● **Short task A**:
Answer these questions from the passage on binary similarity below:
(i) What similarity formula was chosen for the study?
(ii) On what order were the sample sizes shared with the team?
(iii) What does the quantity $d$ count?

● **Given text**:
(begin)
As an example take distance (our regular idea of distance, what is called Euclidean distance in math). Distance tells us how far apart two points or two objects at those points are. The negative of the distance can be thought of a similarity index. Close (i.e. similar) objects have a high similarity score (a small negative value in this case) and distant (i.e. dissimilar) objects have a low similarity score (highly negative). Inverse distances like this work great for continuous data. But our data consisted of ‘pass’/’fail’ readings, which are typically converted into binary data - ones and zeros. Hence this project required a binary similarity. A binary similarity is used for observations whose data consists of binary categories - ones and zeros.

There are four basic quantities used in constructing binary similarity measures. These quantities arise from the four possible combinations of ones and zeros. Assume we have two observations labeled $x$ and $y$. For each observation we have a set of variables $x_i$ represented by numbers $i$. So $x_1$ is the first variable and $x_2$ the second for observation $x_1=1$ might signify that the person is female and $x_2=1$ may indicate that the person is Rh-positive blood type. Then the four quantities, labeled $a$, $b$, $c$, and $d$ between two observations $x$ and $y$ are:

$a$: # of $i$ where $x_i=1$ and $y_i=1$
$b$: # of $i$ where $x_i=1$ and $y_i=0$
$c$: # of $i$ where $x_i=0$ and $y_i=1$
$d$: # of $i$ where $x_i=0$ and $y_i=0$

Using these quantities there are many ways to build similarities. The simplest is the total percentage of matches: $\frac{a+d}{a+b+c+d}$. For a comprehensive list of binary similarities see the following studies and references therein:

For the purposes of our study we chose the following similarity formula: $S=\frac{a+d}{a+b+c}$. To intuitively understand why, note that $b$ and $c$ only contribute to denominator. So if all categorical variables are mismatched between $x$ and $y$, everything will fall under $b$$ or $c$ and the similarity will be $0$. $a$ represents a positive match. So if $x$ and $y$ were all ones, we would have a similarity of $1$. Now if $x$ and $y$ were all zeroes, i.e. we have all negative matches, we only have $d$. In this case the similarity approaches infinity. In practice we would replace infinity with some very large number. This similarity measure is valuing negative matches moreso then positive ones (pun unintended!). In our context a negative match is a match on failing die. As our primary interest is classifying defect patterns, it makes sense to value negative matches the most. Positive matches still count for something over mismatches.

While the sample sizes shared with our team were small, on the order of hundreds of observations, actual product lines could be on the order of hundreds of thousands of wafers or more. So to increase computational efficiency we applied a spectral dimensionality reduction preprocessing step. As long as the similarity measured used is symmetric, the matrix of similarities between wafers will be symmetric, meaning it can be diagonalized and eigenvalues can be obtained. Eigenvalues contain fundamental information about how a matrix is structured and how it functions as a linear operator. By selecting the largest eigenvalues and their associated eigenvectors, a lower dimensional representation of the matrix can be found. The basic code below in R takes an $n\times{}n$ matrix and converts it into an $n\times{}m$ dimensional matrix with normalization rows.

Spectra = function(S,t){
  eig = eigen(S,symmetric=TRUE)
  eigvalues = eig$values
  eigvectors = eig$vectors
  
  m = length(eigvalues[abs(eigvalues)>t])
  
  U = eigvectors[,1:m]
  
  for (i in 1:length(U[,1])){
    U[i,]=sqrt((U[i,]^2)/sum(U[i,]^2))
  }
  
  return(list(eigvalues,eigvectors,U))
(end)
● **Short task B**:
Output each line of the entries below as a JSON list of strings, one string per line, leaving out blank lines.

● **Pointing dataset excerpts**:
(begin)
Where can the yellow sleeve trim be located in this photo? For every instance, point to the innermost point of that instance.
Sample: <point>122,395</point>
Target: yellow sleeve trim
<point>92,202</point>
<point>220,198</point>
(end)
● **Result A**:
(i) $S=\frac{a+d}{a+b+c}$
(ii) On the order of hundreds of observations.
(iii) The number of $i$ where $x_i=0$ and $y_i=0$.

● **Result B**:
[
  "Where can the yellow sleeve trim be located in this photo? For every instance, point to the innermost point of that instance.",
  "Sample: <point>122,395</point>",
  "Target: yellow sleeve trim",
  "<point>92,202</point>",
  "<point>220,198</point>"
]